Referring expression pointing data
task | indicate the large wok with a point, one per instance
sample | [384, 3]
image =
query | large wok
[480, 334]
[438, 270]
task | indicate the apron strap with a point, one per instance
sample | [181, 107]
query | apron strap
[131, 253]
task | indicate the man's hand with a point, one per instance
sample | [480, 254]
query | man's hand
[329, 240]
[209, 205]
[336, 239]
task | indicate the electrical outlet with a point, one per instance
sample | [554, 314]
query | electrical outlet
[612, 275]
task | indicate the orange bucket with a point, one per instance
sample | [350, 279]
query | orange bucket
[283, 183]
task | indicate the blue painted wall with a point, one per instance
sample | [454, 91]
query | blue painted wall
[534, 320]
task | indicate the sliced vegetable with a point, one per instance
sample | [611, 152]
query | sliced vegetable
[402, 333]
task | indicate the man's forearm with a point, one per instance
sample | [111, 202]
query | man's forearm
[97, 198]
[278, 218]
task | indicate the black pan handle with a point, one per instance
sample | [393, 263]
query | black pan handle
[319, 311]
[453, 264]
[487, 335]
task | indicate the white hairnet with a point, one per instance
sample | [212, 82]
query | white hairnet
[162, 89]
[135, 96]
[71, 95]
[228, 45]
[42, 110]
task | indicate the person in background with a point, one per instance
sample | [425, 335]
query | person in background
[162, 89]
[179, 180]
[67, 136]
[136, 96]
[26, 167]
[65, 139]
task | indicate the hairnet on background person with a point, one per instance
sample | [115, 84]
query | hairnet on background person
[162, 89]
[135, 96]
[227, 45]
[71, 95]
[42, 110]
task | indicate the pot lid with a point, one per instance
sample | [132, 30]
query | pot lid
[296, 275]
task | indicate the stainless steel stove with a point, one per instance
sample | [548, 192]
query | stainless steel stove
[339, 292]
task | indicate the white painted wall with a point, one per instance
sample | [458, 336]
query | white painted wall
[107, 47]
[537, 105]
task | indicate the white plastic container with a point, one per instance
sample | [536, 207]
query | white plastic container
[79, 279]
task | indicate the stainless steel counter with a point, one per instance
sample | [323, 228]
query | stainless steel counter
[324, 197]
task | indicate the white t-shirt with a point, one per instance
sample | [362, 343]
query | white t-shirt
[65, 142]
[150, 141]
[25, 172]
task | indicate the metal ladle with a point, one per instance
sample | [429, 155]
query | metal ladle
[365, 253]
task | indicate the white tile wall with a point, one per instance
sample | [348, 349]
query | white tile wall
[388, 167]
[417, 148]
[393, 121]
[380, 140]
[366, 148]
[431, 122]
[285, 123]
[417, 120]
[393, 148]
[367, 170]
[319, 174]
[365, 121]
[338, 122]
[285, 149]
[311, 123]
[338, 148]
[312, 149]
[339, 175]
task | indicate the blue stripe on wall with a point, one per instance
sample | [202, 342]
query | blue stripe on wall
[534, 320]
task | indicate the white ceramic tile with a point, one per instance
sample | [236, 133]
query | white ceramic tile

--- Work task ---
Please transcribe the data shown above in full, exactly as it stands.

--- Solution for this exercise ---
task | indicate the large wok with a point, one per instance
sample | [384, 3]
image =
query | large wok
[480, 334]
[438, 270]
task | indicate the apron strap with a point, one per instance
sample | [181, 107]
query | apron strap
[131, 253]
task | indicate the man's hand with a point, one per instance
sample | [480, 254]
query | man's hand
[329, 240]
[209, 205]
[336, 239]
task | indicate the electrical outlet with a point, one per instance
sample | [554, 314]
query | electrical outlet
[612, 275]
task | indicate the orange bucket with a point, one per instance
sample | [350, 279]
query | orange bucket
[283, 183]
task | indicate the blue painted wall with a point, one per instance
sample | [454, 91]
query | blue painted wall
[534, 320]
task | indicate the sliced vegetable with a point, one per instance
sample | [611, 152]
query | sliced vegetable
[402, 333]
task | indicate the man's forearm with a point, one per instance
sample | [111, 202]
query | man's forearm
[97, 198]
[278, 218]
task | indicate the black pan handle with a point, one per instance
sample | [393, 263]
query | black pan handle
[319, 311]
[453, 264]
[487, 335]
task | indicate the white hairnet with a point, one per instance
sample | [212, 82]
query | white hairnet
[162, 89]
[135, 96]
[71, 95]
[228, 45]
[42, 110]
task | indicate the person in background with a point, one per instance
sample | [425, 335]
query | person in background
[162, 89]
[179, 180]
[67, 136]
[136, 96]
[26, 167]
[65, 139]
task | indicate the hairnet on background person with a point, one per instance
sample | [115, 84]
query | hairnet on background person
[162, 89]
[135, 96]
[227, 45]
[71, 95]
[42, 110]
task | indicate the pot lid with a point, one per instance
sample | [132, 30]
query | pot lid
[296, 275]
task | indicate the stainless steel stove with a point, one per instance
sample | [548, 192]
query | stainless steel stove
[339, 292]
task | indicate the white painted wall with a point, one per instance
sample | [458, 336]
query | white painted wall
[107, 47]
[537, 105]
task | indicate the white plastic container with a point, one per instance
sample | [536, 207]
query | white plastic container
[79, 279]
task | indicate the stainless steel counter with a point, one per instance
sample | [323, 228]
query | stainless steel counter
[324, 197]
task | indicate the white t-shirt with a point, one per instance
sample | [362, 343]
query | white t-shirt
[65, 142]
[150, 141]
[25, 172]
task | indicate the metal ladle with a point, one per instance
sample | [429, 155]
query | metal ladle
[365, 253]
task | indicate the white tile wall with a point, one per instance
sample | [348, 349]
query | white tile wall
[388, 167]
[417, 148]
[393, 121]
[380, 140]
[366, 148]
[431, 122]
[285, 123]
[417, 120]
[393, 148]
[367, 170]
[319, 174]
[365, 121]
[338, 122]
[285, 149]
[311, 123]
[338, 148]
[312, 149]
[339, 175]
task | indicate the blue stripe on wall with a point, one per instance
sample | [202, 342]
query | blue stripe on wall
[534, 320]
task | indicate the white ceramic tile with a point, one per instance
sample | [236, 133]
query | white ceramic tile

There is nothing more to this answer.